** REQUIRED WORK **
Select each line of the items below that contains the word "cloud", and copy those lines.

** RAW DATA **

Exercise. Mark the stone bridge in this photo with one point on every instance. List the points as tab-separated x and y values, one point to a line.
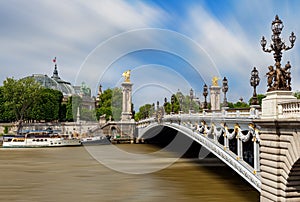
264	151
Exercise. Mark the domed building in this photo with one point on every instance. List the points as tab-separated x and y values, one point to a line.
56	83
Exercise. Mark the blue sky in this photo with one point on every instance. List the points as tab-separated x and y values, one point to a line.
168	45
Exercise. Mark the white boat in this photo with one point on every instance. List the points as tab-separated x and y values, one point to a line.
38	140
95	140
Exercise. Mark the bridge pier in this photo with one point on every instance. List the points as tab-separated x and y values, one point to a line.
280	159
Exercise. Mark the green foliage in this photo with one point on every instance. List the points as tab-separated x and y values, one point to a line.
20	96
47	107
5	129
110	104
87	115
168	107
73	103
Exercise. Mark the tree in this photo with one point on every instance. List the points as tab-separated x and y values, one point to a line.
20	95
47	107
72	106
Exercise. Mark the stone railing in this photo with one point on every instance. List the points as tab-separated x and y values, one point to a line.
289	109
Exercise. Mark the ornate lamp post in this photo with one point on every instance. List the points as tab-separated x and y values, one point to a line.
254	81
180	97
278	79
191	99
172	102
225	89
205	93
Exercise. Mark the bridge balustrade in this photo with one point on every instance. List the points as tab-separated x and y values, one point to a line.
289	109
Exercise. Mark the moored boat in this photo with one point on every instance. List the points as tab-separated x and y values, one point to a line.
38	139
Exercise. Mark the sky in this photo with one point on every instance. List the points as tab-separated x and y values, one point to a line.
168	45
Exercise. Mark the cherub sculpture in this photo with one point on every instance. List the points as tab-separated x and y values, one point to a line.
215	81
270	75
126	76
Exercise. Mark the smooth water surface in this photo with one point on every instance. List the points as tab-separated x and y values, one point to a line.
71	174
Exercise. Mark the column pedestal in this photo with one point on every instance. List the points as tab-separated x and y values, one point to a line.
127	100
215	100
270	103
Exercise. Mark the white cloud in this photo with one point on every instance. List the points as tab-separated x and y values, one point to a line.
35	31
232	45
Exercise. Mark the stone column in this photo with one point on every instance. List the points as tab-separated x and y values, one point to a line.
270	103
127	101
215	100
279	159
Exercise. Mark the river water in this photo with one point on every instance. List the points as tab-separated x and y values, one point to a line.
72	174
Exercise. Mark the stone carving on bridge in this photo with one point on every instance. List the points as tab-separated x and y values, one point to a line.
126	76
278	78
215	81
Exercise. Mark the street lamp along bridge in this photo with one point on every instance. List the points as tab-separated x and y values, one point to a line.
271	162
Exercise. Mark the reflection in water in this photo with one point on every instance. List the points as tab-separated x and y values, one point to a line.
71	174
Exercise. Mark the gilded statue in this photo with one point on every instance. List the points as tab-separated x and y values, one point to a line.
215	81
126	76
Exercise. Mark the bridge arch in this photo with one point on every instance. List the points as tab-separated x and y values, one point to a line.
240	167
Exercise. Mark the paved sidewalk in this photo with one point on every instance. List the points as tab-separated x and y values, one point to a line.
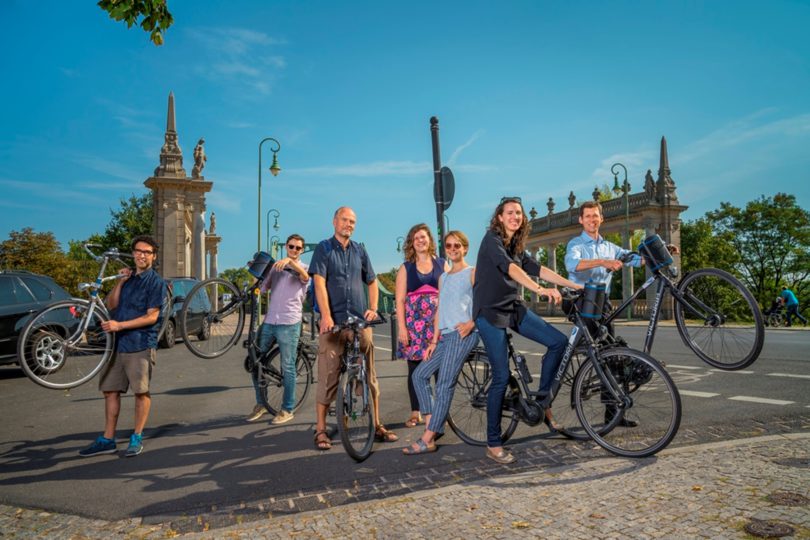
708	490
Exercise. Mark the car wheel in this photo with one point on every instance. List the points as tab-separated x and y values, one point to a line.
205	329
47	352
168	336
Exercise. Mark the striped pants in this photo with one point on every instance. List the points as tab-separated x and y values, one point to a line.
447	360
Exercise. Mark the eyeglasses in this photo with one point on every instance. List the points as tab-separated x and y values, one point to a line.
511	199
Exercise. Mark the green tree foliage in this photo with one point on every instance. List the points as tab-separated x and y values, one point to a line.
41	253
133	218
154	15
239	276
772	237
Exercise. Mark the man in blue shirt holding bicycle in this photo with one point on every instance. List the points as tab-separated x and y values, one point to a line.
134	305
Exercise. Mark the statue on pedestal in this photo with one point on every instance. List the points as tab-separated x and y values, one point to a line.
199	159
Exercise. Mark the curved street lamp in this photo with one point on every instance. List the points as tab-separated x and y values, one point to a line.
627	285
274	170
276	214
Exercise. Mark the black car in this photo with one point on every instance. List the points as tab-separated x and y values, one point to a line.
199	309
22	295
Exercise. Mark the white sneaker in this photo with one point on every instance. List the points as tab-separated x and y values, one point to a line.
282	418
258	412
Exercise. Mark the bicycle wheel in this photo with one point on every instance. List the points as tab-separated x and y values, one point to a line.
210	325
167	340
468	409
355	415
719	319
650	414
564	407
271	381
55	352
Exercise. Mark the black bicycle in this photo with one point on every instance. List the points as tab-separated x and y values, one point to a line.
716	315
222	306
609	387
355	407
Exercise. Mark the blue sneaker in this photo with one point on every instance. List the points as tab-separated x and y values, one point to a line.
135	446
101	445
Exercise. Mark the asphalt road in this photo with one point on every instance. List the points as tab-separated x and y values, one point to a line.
200	453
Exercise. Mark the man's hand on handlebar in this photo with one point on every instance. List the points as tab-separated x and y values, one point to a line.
326	323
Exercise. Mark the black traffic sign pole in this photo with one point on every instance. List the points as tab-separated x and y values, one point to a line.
438	192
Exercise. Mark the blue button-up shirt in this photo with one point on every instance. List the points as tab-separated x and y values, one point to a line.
583	247
346	271
139	293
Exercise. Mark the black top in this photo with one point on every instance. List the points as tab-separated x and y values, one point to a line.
495	294
346	271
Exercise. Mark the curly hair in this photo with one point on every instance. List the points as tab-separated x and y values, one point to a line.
518	242
408	249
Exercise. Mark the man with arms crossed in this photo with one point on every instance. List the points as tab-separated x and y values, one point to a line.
287	282
340	267
134	305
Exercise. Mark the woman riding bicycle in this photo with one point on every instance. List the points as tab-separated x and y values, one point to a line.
502	265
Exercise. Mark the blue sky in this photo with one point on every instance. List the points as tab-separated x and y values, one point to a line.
534	99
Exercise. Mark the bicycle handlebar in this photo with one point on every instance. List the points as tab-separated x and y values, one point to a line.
357	323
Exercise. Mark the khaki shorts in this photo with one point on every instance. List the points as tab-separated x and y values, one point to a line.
330	347
129	369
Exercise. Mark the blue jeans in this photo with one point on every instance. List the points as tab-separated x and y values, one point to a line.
286	335
447	359
533	327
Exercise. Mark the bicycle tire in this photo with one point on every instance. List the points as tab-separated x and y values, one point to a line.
221	323
468	408
355	414
716	298
654	407
268	377
564	406
53	354
165	314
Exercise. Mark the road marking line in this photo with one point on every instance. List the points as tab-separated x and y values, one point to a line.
697	394
789	375
761	400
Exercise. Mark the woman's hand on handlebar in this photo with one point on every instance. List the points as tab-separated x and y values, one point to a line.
552	294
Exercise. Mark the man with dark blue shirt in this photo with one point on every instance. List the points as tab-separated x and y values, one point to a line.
340	268
134	305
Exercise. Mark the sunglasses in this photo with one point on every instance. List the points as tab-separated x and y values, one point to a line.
511	199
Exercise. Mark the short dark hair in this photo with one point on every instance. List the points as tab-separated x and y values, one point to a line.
295	237
590	204
146	239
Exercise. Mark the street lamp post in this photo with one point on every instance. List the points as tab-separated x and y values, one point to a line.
627	272
274	170
276	214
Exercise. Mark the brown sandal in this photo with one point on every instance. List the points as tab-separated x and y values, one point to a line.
322	440
384	435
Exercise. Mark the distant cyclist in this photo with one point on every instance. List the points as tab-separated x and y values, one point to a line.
792	305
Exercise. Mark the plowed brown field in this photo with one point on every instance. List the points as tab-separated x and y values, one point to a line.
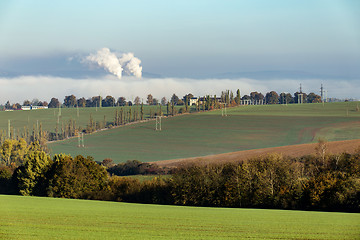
349	146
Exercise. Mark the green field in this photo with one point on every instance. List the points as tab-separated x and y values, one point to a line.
49	117
206	133
50	218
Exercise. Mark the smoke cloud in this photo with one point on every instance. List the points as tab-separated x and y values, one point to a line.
116	63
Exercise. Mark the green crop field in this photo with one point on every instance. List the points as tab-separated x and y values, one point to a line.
49	117
51	218
206	133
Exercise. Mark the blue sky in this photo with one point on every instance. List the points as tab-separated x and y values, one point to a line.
198	37
185	39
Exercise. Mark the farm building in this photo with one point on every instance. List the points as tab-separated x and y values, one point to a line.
33	107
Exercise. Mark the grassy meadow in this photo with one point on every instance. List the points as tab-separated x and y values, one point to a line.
51	218
206	133
49	117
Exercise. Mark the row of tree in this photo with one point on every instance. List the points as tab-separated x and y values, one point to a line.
321	182
227	96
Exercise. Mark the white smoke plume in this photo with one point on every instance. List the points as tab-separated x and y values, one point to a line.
116	64
131	64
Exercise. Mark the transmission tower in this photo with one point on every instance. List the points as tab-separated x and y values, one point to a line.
158	123
81	140
300	96
322	93
223	111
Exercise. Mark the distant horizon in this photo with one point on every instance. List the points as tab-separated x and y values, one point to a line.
204	47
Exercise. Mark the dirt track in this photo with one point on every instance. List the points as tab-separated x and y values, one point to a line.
294	151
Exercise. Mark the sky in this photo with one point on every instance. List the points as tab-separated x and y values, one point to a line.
194	40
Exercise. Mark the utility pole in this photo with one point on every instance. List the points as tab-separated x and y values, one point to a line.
158	123
300	96
9	128
322	93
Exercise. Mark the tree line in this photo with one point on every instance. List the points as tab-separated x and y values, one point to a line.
227	96
315	182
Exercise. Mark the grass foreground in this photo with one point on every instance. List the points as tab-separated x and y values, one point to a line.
51	218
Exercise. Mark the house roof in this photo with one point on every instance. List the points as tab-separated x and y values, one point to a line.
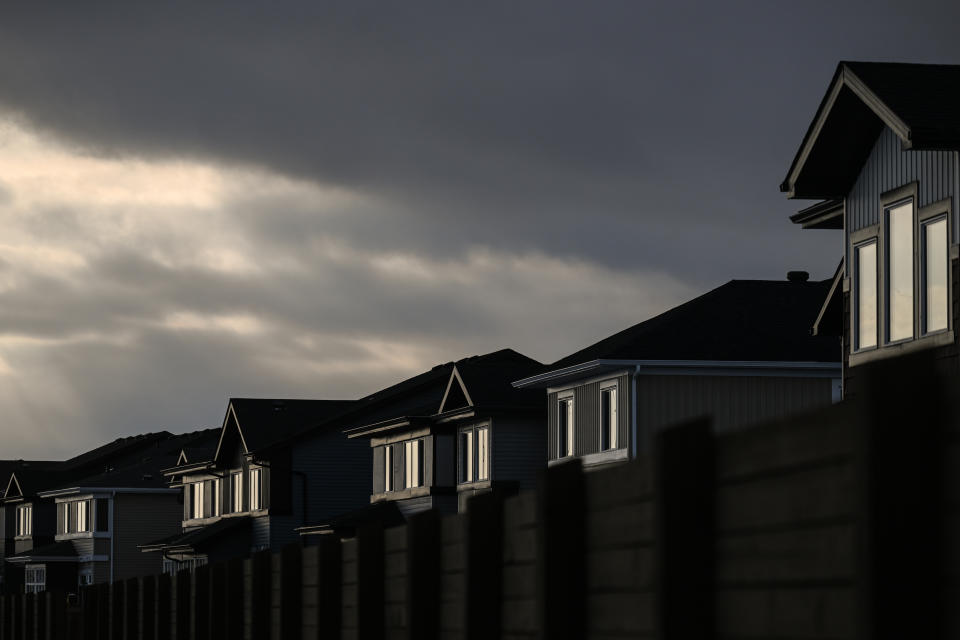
199	538
481	381
919	102
742	320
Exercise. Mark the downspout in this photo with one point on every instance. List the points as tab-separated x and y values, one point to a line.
633	410
113	534
303	479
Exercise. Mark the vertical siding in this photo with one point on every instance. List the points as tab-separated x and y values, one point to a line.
516	450
139	519
732	401
889	167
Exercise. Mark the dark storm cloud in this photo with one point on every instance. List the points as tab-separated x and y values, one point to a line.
626	126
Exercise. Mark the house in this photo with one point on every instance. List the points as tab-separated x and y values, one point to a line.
742	353
274	465
446	434
79	521
880	158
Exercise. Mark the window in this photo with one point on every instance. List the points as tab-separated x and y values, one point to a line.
565	427
24	520
865	294
236	491
215	497
465	449
256	489
608	418
413	463
196	500
35	578
899	262
473	449
74	516
388	468
483	453
934	263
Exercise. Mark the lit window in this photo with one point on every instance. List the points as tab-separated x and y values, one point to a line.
483	453
388	468
25	520
215	497
413	463
608	418
256	489
565	427
935	263
34	578
236	491
899	261
465	450
865	294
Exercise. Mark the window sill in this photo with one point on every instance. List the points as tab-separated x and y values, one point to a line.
942	339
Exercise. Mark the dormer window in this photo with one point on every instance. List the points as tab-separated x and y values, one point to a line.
256	489
236	491
24	525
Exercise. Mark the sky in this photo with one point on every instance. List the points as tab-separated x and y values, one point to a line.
318	200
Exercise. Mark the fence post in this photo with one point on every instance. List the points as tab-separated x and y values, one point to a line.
561	551
291	591
423	576
901	547
148	608
234	612
200	603
218	600
684	502
260	568
370	561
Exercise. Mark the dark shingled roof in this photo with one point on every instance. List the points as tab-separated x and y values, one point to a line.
266	421
743	320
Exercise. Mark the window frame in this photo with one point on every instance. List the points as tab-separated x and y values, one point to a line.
926	216
570	416
889	203
612	436
23	524
865	238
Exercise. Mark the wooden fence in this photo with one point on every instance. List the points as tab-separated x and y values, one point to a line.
838	524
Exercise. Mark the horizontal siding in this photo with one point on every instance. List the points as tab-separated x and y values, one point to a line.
732	401
888	167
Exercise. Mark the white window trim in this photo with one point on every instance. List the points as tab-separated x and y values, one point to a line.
611	385
563	398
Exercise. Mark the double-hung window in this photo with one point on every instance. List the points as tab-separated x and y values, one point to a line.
25	520
865	295
898	227
565	426
388	468
413	463
236	491
256	489
608	417
473	453
934	262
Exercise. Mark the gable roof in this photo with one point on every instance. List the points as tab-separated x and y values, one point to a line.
482	381
264	422
742	320
920	103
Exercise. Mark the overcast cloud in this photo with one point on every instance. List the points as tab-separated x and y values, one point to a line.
318	201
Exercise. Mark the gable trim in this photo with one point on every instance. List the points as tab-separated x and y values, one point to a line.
223	431
463	387
843	77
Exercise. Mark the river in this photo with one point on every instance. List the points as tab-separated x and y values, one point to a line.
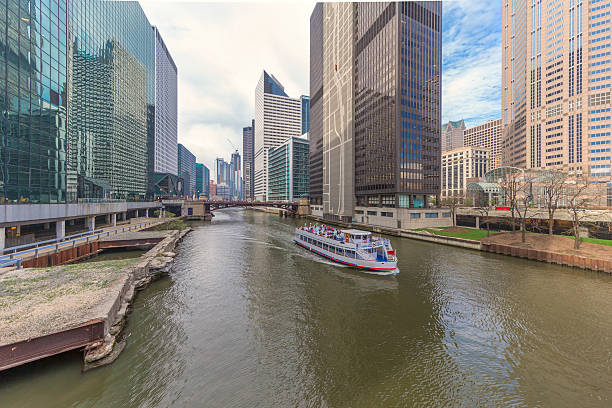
247	319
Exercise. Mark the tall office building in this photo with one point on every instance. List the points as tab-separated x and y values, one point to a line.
452	135
236	176
487	135
459	166
316	108
77	92
278	117
224	173
248	155
164	152
187	169
556	86
288	170
202	180
305	99
380	67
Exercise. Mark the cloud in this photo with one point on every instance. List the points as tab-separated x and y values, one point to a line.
220	50
471	69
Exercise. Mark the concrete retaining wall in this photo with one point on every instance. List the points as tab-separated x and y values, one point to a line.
550	257
156	262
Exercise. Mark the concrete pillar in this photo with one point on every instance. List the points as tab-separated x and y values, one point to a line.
60	229
91	223
2	238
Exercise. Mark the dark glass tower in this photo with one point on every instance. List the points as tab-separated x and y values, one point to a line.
77	99
393	129
397	104
316	105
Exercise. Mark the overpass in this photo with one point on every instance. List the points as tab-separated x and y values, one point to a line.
202	209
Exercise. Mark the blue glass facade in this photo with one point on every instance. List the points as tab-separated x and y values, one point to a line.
273	86
202	180
77	96
305	99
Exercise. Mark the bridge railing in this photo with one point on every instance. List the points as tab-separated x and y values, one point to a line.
58	244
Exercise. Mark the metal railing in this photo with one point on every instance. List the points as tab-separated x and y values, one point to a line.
12	259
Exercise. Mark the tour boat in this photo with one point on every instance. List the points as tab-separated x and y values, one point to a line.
350	247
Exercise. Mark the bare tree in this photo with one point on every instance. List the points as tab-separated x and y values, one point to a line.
553	185
452	203
511	186
577	200
524	201
485	219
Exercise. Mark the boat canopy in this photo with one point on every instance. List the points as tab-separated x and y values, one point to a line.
357	233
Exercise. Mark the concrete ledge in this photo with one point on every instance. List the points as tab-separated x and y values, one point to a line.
575	261
38	213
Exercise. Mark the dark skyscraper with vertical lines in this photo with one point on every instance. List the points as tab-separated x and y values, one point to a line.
375	76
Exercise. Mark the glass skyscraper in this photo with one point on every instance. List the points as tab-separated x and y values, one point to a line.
187	169
248	156
202	180
305	99
375	88
77	95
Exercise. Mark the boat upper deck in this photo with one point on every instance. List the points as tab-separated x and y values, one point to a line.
346	238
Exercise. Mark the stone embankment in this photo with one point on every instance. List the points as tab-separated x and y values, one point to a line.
155	263
46	311
568	259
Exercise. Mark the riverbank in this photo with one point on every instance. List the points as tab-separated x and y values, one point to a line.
592	259
47	311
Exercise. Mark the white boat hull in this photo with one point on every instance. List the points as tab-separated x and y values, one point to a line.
369	266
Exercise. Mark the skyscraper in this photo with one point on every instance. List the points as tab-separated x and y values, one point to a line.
202	180
278	117
77	92
236	176
187	169
380	93
556	86
288	170
316	108
452	135
487	135
248	155
165	159
305	99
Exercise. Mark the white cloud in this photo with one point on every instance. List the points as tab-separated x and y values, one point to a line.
220	50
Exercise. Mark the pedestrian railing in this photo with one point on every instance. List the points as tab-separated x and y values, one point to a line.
16	256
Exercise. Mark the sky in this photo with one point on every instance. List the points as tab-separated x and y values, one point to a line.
221	50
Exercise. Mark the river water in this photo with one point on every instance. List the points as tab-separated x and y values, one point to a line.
246	319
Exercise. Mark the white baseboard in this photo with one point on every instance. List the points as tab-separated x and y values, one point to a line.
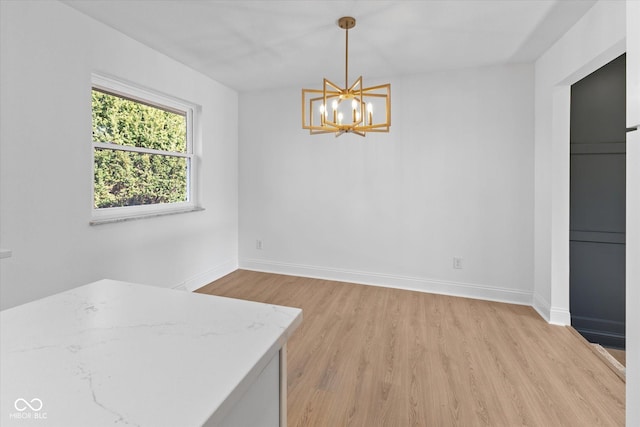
559	316
468	290
542	306
553	315
204	278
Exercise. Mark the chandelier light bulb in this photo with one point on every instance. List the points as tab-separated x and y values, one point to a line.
360	121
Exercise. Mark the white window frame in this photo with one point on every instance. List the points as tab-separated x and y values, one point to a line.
155	99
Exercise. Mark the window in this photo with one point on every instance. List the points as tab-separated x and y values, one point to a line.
142	152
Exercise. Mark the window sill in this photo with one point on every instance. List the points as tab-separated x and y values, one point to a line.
100	221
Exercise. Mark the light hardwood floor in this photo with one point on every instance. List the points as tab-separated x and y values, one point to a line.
372	356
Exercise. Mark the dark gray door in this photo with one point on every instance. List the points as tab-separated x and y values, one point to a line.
597	221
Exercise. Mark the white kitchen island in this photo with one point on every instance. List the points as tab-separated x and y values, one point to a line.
120	354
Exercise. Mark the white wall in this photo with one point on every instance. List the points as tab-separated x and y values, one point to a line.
595	40
454	177
633	215
48	54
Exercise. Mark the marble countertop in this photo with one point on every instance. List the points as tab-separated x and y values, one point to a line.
116	353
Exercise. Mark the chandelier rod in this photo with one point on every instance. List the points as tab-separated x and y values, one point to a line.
346	59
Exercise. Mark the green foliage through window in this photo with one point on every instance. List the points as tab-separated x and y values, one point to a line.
130	178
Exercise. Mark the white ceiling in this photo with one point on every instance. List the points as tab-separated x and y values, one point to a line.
260	44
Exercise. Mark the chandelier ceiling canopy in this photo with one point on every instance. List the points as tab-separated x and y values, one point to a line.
351	109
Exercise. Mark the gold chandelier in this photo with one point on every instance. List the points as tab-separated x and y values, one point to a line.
328	110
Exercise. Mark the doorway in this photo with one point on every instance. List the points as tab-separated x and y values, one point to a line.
597	205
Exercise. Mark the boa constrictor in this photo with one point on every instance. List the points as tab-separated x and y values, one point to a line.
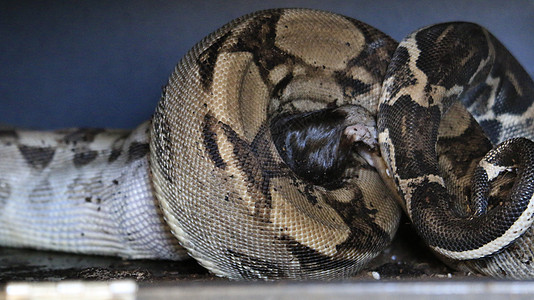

** EXPECTED ANSWER **
Exercise. Mark the white cloud in this photo with one point on every instance. List the points as tab-separated x and y values, one point to a line.
Exercise. Mark the smoke cloud in this photo with one point on every instance. List the points as tab-separated x and y values, one point to a line.
Exercise. Mark the dark storm cloud in this photo with one point on every instance. List the points as tab-separated x and y values, one point to a line.
Exercise. Mark the overcast cloud in this photo with one point on every instance. List the points as tab-separated x and y values, one point to a line.
Exercise. Mark the cloud in this photo with one point on every instance. List the points as tab-separated x and y values, one point to a line.
Exercise. Mark the white cloud in this photo with one point on every instance. List the points as tab-separated x and y values, one point to a line.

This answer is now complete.